[Saved entries]
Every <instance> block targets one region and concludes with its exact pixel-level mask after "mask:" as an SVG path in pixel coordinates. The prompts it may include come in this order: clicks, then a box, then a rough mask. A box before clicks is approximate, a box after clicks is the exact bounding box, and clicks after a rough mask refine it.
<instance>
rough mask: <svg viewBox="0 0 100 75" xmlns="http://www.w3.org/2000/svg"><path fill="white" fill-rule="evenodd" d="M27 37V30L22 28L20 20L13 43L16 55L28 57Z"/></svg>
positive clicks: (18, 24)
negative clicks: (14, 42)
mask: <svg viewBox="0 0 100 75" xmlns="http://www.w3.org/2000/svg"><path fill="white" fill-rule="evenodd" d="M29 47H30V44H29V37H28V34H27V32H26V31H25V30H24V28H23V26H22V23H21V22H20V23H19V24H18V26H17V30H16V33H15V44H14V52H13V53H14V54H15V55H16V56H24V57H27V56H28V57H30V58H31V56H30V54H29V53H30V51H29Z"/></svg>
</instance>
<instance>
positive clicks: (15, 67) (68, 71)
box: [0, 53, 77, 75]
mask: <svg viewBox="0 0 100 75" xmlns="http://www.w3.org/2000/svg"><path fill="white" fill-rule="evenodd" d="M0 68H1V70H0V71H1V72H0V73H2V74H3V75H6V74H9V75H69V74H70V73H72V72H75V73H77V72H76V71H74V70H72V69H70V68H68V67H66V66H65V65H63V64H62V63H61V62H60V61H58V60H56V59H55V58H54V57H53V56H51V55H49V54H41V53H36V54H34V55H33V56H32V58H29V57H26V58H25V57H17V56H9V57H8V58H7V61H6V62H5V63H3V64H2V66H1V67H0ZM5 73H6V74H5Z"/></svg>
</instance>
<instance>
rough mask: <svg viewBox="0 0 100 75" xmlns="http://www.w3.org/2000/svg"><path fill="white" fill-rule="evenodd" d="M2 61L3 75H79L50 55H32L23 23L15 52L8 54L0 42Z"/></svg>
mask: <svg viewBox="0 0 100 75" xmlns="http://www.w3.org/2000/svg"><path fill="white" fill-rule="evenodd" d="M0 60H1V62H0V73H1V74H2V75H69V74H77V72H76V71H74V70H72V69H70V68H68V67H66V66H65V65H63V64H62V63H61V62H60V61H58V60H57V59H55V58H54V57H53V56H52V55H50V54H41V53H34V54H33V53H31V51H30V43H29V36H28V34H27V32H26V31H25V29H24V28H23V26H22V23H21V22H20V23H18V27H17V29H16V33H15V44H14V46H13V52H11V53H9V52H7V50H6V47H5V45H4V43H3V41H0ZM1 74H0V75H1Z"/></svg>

-- ACTION ITEM --
An exact, complete copy of the records is the expected answer.

-- YOUR RESPONSE --
Every <instance> block targets one region and concludes with its exact pixel-level mask after "mask:" as an SVG path in pixel coordinates. The prompts it may include come in this order: clicks, then a box, then a rough mask. A box before clicks is approximate, a box after clicks is the exact bounding box, and clicks after a rough mask refine it.
<instance>
rough mask: <svg viewBox="0 0 100 75" xmlns="http://www.w3.org/2000/svg"><path fill="white" fill-rule="evenodd" d="M27 37V30L22 28L20 20L13 43L16 55L28 57Z"/></svg>
positive clicks: (18, 24)
negative clicks: (14, 42)
mask: <svg viewBox="0 0 100 75" xmlns="http://www.w3.org/2000/svg"><path fill="white" fill-rule="evenodd" d="M29 47H30V44H29V37H28V34H27V32H26V31H25V30H24V28H23V26H22V23H21V22H20V23H19V24H18V26H17V30H16V33H15V44H14V52H13V53H14V54H15V55H16V56H24V57H27V56H28V57H30V58H31V56H30V54H29V53H30V51H29Z"/></svg>
</instance>
<instance>
positive clicks: (15, 67) (68, 71)
box: [0, 53, 77, 75]
mask: <svg viewBox="0 0 100 75" xmlns="http://www.w3.org/2000/svg"><path fill="white" fill-rule="evenodd" d="M0 68H1V70H0V71H1V72H0V73H2V74H3V75H6V74H9V75H69V74H70V73H72V72H75V73H77V72H76V71H74V70H72V69H70V68H68V67H66V66H65V65H63V64H62V63H61V62H60V61H58V60H56V59H55V58H54V57H53V56H51V55H49V54H41V53H36V54H34V55H33V56H32V58H29V57H26V58H25V57H17V56H9V57H8V58H7V61H6V62H5V63H3V64H2V66H1V67H0ZM5 73H6V74H5Z"/></svg>
</instance>
<instance>
rough mask: <svg viewBox="0 0 100 75" xmlns="http://www.w3.org/2000/svg"><path fill="white" fill-rule="evenodd" d="M2 61L3 75H79L50 55H32L23 23L15 52L8 54L0 42Z"/></svg>
mask: <svg viewBox="0 0 100 75" xmlns="http://www.w3.org/2000/svg"><path fill="white" fill-rule="evenodd" d="M0 60H1V62H0V73H1V74H2V75H69V74H77V72H76V71H74V70H72V69H70V68H68V67H66V66H65V65H63V64H62V63H61V62H60V61H58V60H57V59H55V58H54V57H53V56H52V55H50V54H41V53H34V54H33V53H31V51H30V43H29V36H28V34H27V32H26V31H25V29H24V28H23V26H22V23H21V22H20V23H18V27H17V29H16V33H15V44H14V46H13V52H11V53H9V52H7V50H6V47H5V45H4V43H3V41H0ZM1 74H0V75H1Z"/></svg>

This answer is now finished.